Named object pointing entries:
++++++++

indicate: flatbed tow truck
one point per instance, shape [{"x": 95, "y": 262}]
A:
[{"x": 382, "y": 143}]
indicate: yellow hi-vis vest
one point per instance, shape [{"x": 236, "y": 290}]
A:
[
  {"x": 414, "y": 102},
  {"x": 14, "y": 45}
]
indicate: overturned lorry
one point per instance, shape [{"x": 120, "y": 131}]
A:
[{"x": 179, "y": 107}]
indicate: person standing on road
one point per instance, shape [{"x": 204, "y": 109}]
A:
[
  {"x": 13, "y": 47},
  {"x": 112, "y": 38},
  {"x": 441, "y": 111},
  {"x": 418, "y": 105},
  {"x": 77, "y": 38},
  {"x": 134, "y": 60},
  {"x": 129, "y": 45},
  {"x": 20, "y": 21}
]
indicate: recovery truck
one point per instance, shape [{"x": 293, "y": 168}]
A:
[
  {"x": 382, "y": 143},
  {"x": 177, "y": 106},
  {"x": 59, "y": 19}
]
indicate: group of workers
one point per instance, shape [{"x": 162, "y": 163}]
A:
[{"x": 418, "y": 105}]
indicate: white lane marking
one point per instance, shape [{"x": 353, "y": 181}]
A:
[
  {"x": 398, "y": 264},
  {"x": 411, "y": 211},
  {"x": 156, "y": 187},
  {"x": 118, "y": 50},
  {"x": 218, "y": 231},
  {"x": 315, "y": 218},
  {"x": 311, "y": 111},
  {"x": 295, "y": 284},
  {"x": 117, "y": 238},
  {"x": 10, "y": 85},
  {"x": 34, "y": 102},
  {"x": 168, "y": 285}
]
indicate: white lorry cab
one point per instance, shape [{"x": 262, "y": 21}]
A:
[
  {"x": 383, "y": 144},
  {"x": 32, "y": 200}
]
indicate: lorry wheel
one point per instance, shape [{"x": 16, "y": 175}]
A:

++++++++

WHAT THE EXERCISE ASKS:
Recast every line of the records above as a Markdown table with the columns Row and Line, numbering each row and leaving out blank lines.

SOLUTION TO THIS PROBLEM:
| Row | Line |
|---|---|
| 1 | indicate: flatbed tow truck |
| 2 | one point per instance, shape [{"x": 95, "y": 262}] |
| 3 | A: |
| 4 | [{"x": 382, "y": 143}] |
| 5 | indicate: yellow hi-vis vest |
| 6 | one point per instance, shape [{"x": 236, "y": 290}] |
| 7 | A: |
| 8 | [ |
| 9 |   {"x": 414, "y": 102}, |
| 10 |   {"x": 14, "y": 45} |
| 11 | ] |
| 12 | indicate: overturned lorry |
| 13 | one point per instance, shape [{"x": 120, "y": 131}] |
| 14 | A: |
| 15 | [{"x": 179, "y": 107}] |
| 16 | indicate: person standing on road |
| 17 | one point per instance, shape [{"x": 204, "y": 109}] |
| 18 | A: |
| 19 | [ |
| 20 |   {"x": 13, "y": 47}, |
| 21 |   {"x": 112, "y": 38}, |
| 22 |   {"x": 441, "y": 111}, |
| 23 |   {"x": 418, "y": 105}, |
| 24 |   {"x": 77, "y": 38}, |
| 25 |   {"x": 134, "y": 60}, |
| 26 |   {"x": 129, "y": 45}, |
| 27 |   {"x": 20, "y": 21} |
| 28 | ] |
| 29 | indicate: recovery truck |
| 30 | one point per instance, shape [{"x": 293, "y": 168}] |
| 31 | A: |
| 32 | [ |
| 33 |   {"x": 382, "y": 143}, |
| 34 |   {"x": 177, "y": 106}, |
| 35 |   {"x": 59, "y": 19} |
| 36 | ] |
| 37 | indicate: group of workers |
| 38 | one point per instance, shape [{"x": 162, "y": 163}] |
| 39 | A: |
| 40 | [{"x": 418, "y": 105}] |
| 41 | indicate: white lane marking |
| 42 | one point per instance, shape [{"x": 353, "y": 181}] |
| 43 | A: |
| 44 | [ |
| 45 |   {"x": 398, "y": 264}, |
| 46 |   {"x": 411, "y": 211}, |
| 47 |   {"x": 156, "y": 187}, |
| 48 |   {"x": 118, "y": 50}, |
| 49 |   {"x": 218, "y": 231}, |
| 50 |   {"x": 315, "y": 218}, |
| 51 |   {"x": 311, "y": 111}, |
| 52 |   {"x": 295, "y": 284}, |
| 53 |   {"x": 117, "y": 238}, |
| 54 |   {"x": 10, "y": 85}, |
| 55 |   {"x": 34, "y": 102}, |
| 56 |   {"x": 168, "y": 285} |
| 57 | ] |
| 58 | indicate: white lorry cab |
| 59 | one point per instance, shape [{"x": 262, "y": 21}] |
| 60 | A: |
| 61 | [ |
| 62 |   {"x": 383, "y": 144}, |
| 63 |   {"x": 32, "y": 200} |
| 64 | ] |
| 65 | indicate: lorry wheel |
| 66 | one point per instance, shape [{"x": 16, "y": 175}] |
| 67 | A: |